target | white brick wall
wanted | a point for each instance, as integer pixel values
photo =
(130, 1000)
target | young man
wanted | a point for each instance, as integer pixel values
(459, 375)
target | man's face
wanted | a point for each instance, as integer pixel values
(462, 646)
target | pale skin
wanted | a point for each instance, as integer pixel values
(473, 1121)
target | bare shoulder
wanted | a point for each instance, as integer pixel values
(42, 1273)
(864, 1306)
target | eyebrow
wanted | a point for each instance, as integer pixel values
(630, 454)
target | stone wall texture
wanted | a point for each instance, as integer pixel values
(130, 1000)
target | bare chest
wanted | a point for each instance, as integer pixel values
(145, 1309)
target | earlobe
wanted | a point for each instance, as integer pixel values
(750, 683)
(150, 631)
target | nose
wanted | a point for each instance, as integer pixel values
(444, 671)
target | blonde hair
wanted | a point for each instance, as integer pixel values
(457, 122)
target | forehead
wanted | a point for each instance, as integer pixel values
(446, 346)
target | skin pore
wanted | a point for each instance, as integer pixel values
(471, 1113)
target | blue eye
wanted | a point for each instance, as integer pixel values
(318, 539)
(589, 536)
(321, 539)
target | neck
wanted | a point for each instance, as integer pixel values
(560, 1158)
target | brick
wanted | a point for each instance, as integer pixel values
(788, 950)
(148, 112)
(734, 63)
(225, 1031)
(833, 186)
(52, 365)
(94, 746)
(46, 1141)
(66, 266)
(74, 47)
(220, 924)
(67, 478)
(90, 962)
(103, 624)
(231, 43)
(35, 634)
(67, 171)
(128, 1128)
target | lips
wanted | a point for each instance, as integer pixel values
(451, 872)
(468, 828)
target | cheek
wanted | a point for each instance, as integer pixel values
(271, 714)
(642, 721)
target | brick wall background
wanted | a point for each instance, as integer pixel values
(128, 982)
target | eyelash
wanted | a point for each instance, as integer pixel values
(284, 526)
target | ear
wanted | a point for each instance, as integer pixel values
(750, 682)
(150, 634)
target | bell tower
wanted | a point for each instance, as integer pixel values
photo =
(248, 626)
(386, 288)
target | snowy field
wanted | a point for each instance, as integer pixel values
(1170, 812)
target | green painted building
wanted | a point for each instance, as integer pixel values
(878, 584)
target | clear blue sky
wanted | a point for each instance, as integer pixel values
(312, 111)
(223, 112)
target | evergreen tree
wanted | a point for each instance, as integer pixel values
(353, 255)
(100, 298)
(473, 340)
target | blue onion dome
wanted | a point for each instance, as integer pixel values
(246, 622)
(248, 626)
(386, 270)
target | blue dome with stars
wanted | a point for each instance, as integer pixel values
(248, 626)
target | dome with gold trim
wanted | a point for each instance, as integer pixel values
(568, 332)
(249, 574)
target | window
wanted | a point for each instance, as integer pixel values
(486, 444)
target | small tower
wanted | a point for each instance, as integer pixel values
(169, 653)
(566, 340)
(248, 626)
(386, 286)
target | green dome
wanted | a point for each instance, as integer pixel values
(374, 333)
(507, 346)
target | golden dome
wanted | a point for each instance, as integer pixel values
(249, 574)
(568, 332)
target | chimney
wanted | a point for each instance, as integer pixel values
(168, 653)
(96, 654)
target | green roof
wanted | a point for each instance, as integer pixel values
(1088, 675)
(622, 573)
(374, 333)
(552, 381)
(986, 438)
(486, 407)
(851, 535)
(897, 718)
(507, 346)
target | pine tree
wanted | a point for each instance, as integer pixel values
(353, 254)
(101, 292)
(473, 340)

-------------------------

:: About this exercise ::
The lines from the one containing "target | small tower" through the last line of the records are the answer; set them down exactly and add nothing.

:: Solution for this problem ::
target | small tower
wanted | a point for each instance, as integer pixel values
(169, 653)
(566, 340)
(248, 626)
(386, 286)
target | green dome
wanted | a point for each instance, as integer pixel values
(374, 333)
(507, 346)
target | golden dome
wanted | a point for each instance, as integer pixel values
(249, 574)
(568, 332)
target | chimney
wanted | a point for each instance, as integer pixel values
(168, 653)
(96, 654)
target | green roof
wanted | a point for each instance, as integer pixel values
(1088, 675)
(622, 573)
(374, 333)
(552, 381)
(986, 438)
(486, 407)
(851, 535)
(897, 718)
(507, 346)
target | pine tree
wanted | a point for each instance, as integer pixel values
(353, 254)
(101, 292)
(473, 340)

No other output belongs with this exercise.